▼▼▼
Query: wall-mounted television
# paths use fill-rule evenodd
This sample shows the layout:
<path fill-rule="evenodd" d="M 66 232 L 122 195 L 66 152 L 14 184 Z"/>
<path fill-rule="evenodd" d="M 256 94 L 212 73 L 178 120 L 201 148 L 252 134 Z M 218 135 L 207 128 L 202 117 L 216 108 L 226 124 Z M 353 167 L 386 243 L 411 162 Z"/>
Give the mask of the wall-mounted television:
▲▲▲
▶ **INSTRUCTIONS FOR THE TASK**
Reproduce the data above line for line, with no changes.

▶ **RESULT**
Query: wall-mounted television
# paths use fill-rule evenodd
This sample shows the layout:
<path fill-rule="evenodd" d="M 66 232 L 122 195 L 66 152 L 14 184 Z"/>
<path fill-rule="evenodd" d="M 256 94 L 212 73 L 178 120 L 201 148 L 252 134 Z M 218 135 L 207 128 L 202 117 L 216 108 L 226 124 Z M 353 167 L 386 243 L 411 162 Z"/>
Give the mask of the wall-mounted television:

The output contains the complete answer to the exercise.